**Instructions for the task**
Below is a set of entries. Reproduce exactly the lines from the one containing "the blue jeans" through the end, both included.

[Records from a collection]
=-=-=-=-=
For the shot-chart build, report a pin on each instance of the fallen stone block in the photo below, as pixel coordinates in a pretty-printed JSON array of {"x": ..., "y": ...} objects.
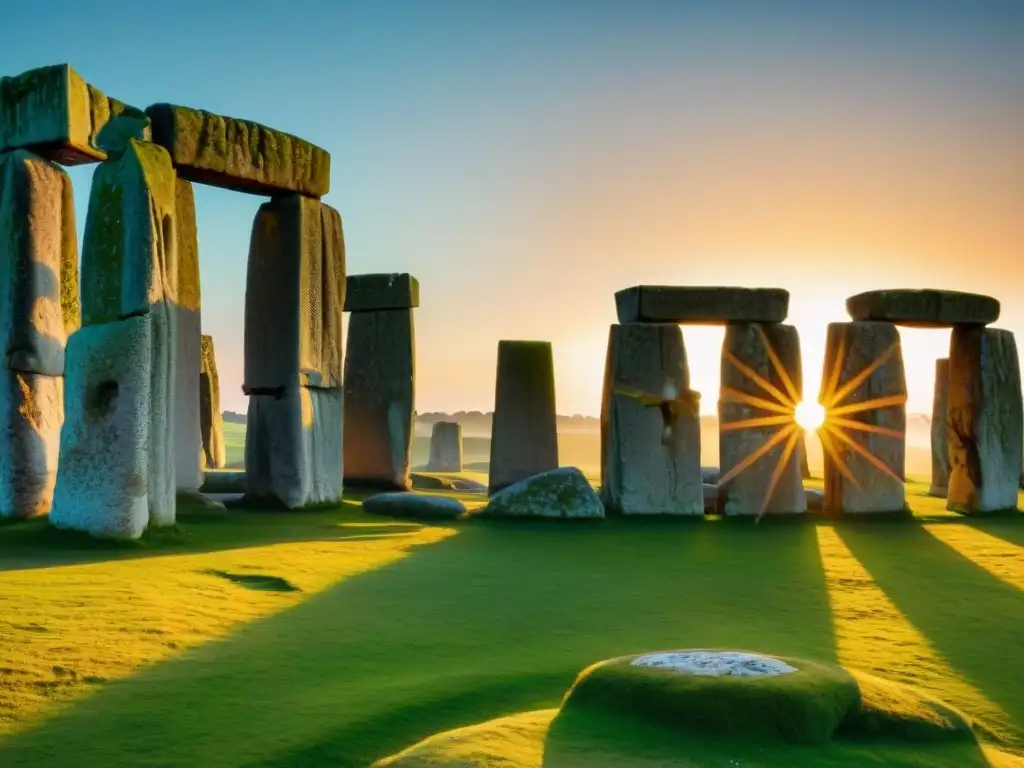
[
  {"x": 701, "y": 304},
  {"x": 986, "y": 421},
  {"x": 928, "y": 308},
  {"x": 239, "y": 155},
  {"x": 101, "y": 486}
]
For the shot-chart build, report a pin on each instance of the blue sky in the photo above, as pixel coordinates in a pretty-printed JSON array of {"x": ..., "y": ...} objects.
[{"x": 526, "y": 160}]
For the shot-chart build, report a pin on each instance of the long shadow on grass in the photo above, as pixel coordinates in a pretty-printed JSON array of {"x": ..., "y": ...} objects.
[
  {"x": 974, "y": 621},
  {"x": 495, "y": 620}
]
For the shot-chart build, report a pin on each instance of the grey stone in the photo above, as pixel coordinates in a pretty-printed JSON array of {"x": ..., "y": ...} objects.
[
  {"x": 414, "y": 505},
  {"x": 558, "y": 493},
  {"x": 380, "y": 390},
  {"x": 875, "y": 410},
  {"x": 523, "y": 437},
  {"x": 701, "y": 304},
  {"x": 445, "y": 448},
  {"x": 927, "y": 308},
  {"x": 102, "y": 485},
  {"x": 761, "y": 462},
  {"x": 986, "y": 424},
  {"x": 650, "y": 456},
  {"x": 940, "y": 431}
]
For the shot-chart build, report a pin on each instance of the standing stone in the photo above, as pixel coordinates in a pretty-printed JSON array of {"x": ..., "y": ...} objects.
[
  {"x": 211, "y": 421},
  {"x": 940, "y": 432},
  {"x": 39, "y": 306},
  {"x": 772, "y": 483},
  {"x": 641, "y": 472},
  {"x": 445, "y": 448},
  {"x": 853, "y": 349},
  {"x": 380, "y": 389},
  {"x": 986, "y": 425},
  {"x": 524, "y": 436}
]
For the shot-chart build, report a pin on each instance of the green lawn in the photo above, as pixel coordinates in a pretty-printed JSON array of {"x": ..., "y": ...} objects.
[{"x": 333, "y": 638}]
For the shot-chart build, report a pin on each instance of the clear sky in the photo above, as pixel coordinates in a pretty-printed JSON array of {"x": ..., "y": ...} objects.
[{"x": 526, "y": 160}]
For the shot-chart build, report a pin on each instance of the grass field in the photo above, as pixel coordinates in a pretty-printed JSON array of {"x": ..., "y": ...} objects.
[{"x": 333, "y": 638}]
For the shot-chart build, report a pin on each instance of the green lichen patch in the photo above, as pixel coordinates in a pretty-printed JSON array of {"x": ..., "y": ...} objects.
[{"x": 239, "y": 155}]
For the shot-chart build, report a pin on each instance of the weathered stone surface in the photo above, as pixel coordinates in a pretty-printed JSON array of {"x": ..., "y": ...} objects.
[
  {"x": 293, "y": 448},
  {"x": 562, "y": 492},
  {"x": 772, "y": 483},
  {"x": 39, "y": 303},
  {"x": 523, "y": 437},
  {"x": 239, "y": 155},
  {"x": 388, "y": 291},
  {"x": 295, "y": 295},
  {"x": 445, "y": 448},
  {"x": 701, "y": 304},
  {"x": 101, "y": 485},
  {"x": 380, "y": 391},
  {"x": 211, "y": 420},
  {"x": 188, "y": 452},
  {"x": 129, "y": 266},
  {"x": 986, "y": 425},
  {"x": 940, "y": 431},
  {"x": 927, "y": 308},
  {"x": 54, "y": 113},
  {"x": 31, "y": 414},
  {"x": 875, "y": 412},
  {"x": 416, "y": 506},
  {"x": 642, "y": 472}
]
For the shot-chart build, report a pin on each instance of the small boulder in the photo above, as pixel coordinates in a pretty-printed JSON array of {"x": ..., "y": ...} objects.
[
  {"x": 401, "y": 504},
  {"x": 558, "y": 493}
]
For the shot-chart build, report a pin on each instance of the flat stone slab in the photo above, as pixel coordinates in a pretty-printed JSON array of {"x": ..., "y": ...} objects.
[
  {"x": 239, "y": 155},
  {"x": 927, "y": 308},
  {"x": 701, "y": 304},
  {"x": 370, "y": 292}
]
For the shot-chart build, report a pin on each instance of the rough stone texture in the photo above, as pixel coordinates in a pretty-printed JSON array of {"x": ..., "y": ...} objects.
[
  {"x": 188, "y": 453},
  {"x": 940, "y": 431},
  {"x": 558, "y": 493},
  {"x": 129, "y": 266},
  {"x": 388, "y": 291},
  {"x": 643, "y": 473},
  {"x": 239, "y": 155},
  {"x": 54, "y": 113},
  {"x": 39, "y": 303},
  {"x": 414, "y": 505},
  {"x": 986, "y": 425},
  {"x": 445, "y": 448},
  {"x": 751, "y": 492},
  {"x": 852, "y": 348},
  {"x": 293, "y": 448},
  {"x": 211, "y": 420},
  {"x": 295, "y": 295},
  {"x": 701, "y": 304},
  {"x": 101, "y": 485},
  {"x": 380, "y": 391},
  {"x": 523, "y": 437},
  {"x": 30, "y": 427},
  {"x": 924, "y": 308}
]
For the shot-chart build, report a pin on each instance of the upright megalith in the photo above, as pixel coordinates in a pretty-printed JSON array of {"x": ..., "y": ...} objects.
[
  {"x": 214, "y": 451},
  {"x": 940, "y": 431},
  {"x": 650, "y": 432},
  {"x": 524, "y": 436},
  {"x": 445, "y": 446},
  {"x": 295, "y": 294},
  {"x": 863, "y": 390},
  {"x": 380, "y": 380},
  {"x": 985, "y": 420},
  {"x": 39, "y": 306},
  {"x": 761, "y": 445}
]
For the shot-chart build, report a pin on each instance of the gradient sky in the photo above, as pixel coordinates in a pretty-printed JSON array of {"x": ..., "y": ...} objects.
[{"x": 526, "y": 161}]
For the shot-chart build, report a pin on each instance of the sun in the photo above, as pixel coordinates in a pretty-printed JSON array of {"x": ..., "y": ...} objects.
[{"x": 810, "y": 415}]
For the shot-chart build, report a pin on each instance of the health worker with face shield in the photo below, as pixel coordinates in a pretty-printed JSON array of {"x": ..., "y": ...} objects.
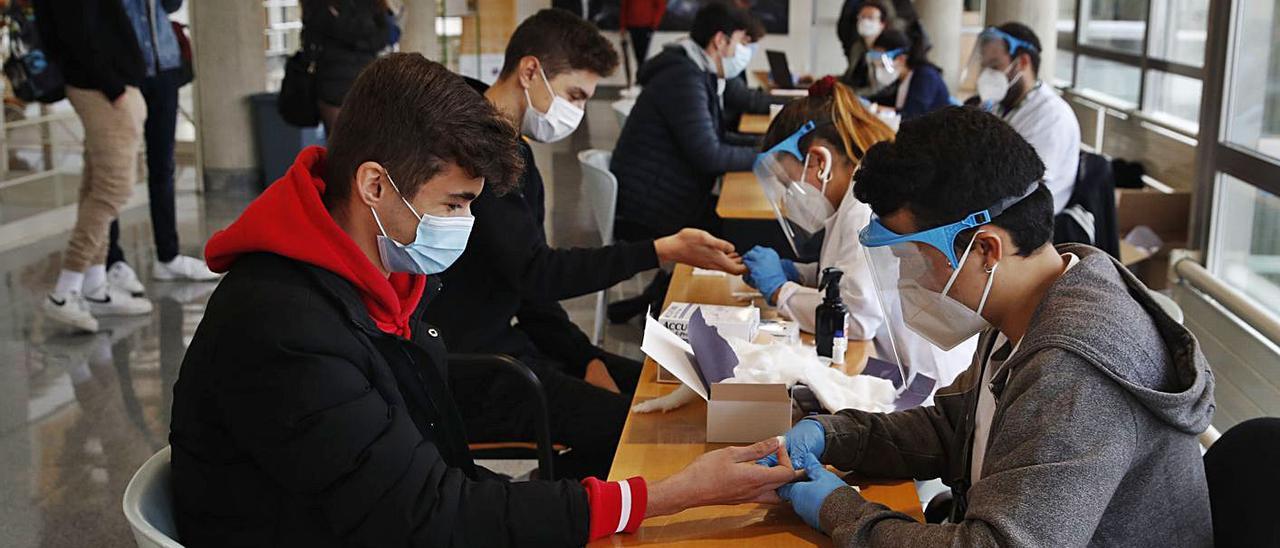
[
  {"x": 903, "y": 77},
  {"x": 1078, "y": 421},
  {"x": 1005, "y": 62},
  {"x": 813, "y": 147}
]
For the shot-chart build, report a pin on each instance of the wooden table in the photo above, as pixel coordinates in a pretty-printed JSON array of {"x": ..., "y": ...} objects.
[
  {"x": 743, "y": 199},
  {"x": 754, "y": 123},
  {"x": 656, "y": 446}
]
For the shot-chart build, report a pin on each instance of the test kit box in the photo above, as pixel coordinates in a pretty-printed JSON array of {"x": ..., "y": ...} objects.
[
  {"x": 739, "y": 322},
  {"x": 748, "y": 412}
]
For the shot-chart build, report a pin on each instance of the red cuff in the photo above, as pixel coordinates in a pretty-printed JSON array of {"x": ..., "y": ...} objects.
[{"x": 616, "y": 506}]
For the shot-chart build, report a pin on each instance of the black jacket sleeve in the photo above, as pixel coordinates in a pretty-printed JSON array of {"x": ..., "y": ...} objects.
[
  {"x": 553, "y": 333},
  {"x": 513, "y": 247},
  {"x": 305, "y": 410},
  {"x": 695, "y": 128}
]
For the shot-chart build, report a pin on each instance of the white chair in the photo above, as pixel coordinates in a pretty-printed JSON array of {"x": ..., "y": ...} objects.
[
  {"x": 149, "y": 503},
  {"x": 622, "y": 109},
  {"x": 602, "y": 195}
]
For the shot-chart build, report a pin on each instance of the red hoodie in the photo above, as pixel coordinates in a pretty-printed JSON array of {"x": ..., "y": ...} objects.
[{"x": 289, "y": 219}]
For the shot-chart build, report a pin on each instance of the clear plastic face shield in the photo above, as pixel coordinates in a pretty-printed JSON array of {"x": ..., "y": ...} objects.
[
  {"x": 992, "y": 67},
  {"x": 800, "y": 206},
  {"x": 883, "y": 72},
  {"x": 914, "y": 275}
]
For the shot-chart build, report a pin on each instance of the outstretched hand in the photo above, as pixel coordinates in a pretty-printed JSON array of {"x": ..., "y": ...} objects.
[{"x": 699, "y": 249}]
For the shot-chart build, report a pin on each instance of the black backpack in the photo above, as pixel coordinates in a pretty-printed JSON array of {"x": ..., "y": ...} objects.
[
  {"x": 297, "y": 100},
  {"x": 30, "y": 71}
]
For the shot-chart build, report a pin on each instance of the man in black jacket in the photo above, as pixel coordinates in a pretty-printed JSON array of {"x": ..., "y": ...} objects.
[
  {"x": 673, "y": 145},
  {"x": 311, "y": 407},
  {"x": 553, "y": 63}
]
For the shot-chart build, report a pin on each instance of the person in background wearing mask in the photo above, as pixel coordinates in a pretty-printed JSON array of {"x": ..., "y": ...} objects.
[
  {"x": 675, "y": 144},
  {"x": 638, "y": 19},
  {"x": 1006, "y": 60},
  {"x": 503, "y": 292},
  {"x": 872, "y": 18},
  {"x": 312, "y": 409},
  {"x": 904, "y": 78},
  {"x": 1078, "y": 421},
  {"x": 739, "y": 97},
  {"x": 812, "y": 150}
]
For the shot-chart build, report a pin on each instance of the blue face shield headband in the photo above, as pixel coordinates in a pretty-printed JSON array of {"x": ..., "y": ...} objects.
[{"x": 941, "y": 238}]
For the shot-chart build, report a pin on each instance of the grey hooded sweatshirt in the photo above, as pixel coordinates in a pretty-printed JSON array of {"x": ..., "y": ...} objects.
[{"x": 1093, "y": 441}]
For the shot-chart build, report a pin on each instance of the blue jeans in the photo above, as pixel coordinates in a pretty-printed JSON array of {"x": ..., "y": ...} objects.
[{"x": 161, "y": 96}]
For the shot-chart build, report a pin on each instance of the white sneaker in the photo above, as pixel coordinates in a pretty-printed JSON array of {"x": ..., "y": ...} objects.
[
  {"x": 72, "y": 310},
  {"x": 122, "y": 277},
  {"x": 183, "y": 268},
  {"x": 117, "y": 302}
]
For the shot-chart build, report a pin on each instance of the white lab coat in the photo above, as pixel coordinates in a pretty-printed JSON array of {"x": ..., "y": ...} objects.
[
  {"x": 840, "y": 249},
  {"x": 1048, "y": 124}
]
=-=-=-=-=
**Task result**
For the shot-chart build, report a pin on each instance of the blue jeans in the photo above, as pixel coordinates in a pretty-printed JSON array of {"x": ..., "y": ...} objects.
[{"x": 161, "y": 96}]
For the shot-chart build, report a pin on each instance of the white sneaker in the photo above, as pixel coordinates in a pretty-printed JSON array of {"x": ..., "y": ...} objects.
[
  {"x": 72, "y": 310},
  {"x": 122, "y": 277},
  {"x": 183, "y": 268},
  {"x": 117, "y": 302}
]
For the shot-chart build, report a pin on each instance of the white lab coat in the photo above, as pixel coordinates in a pretty-printed JSON array of {"x": ..., "y": ...} objects.
[
  {"x": 840, "y": 249},
  {"x": 1048, "y": 124}
]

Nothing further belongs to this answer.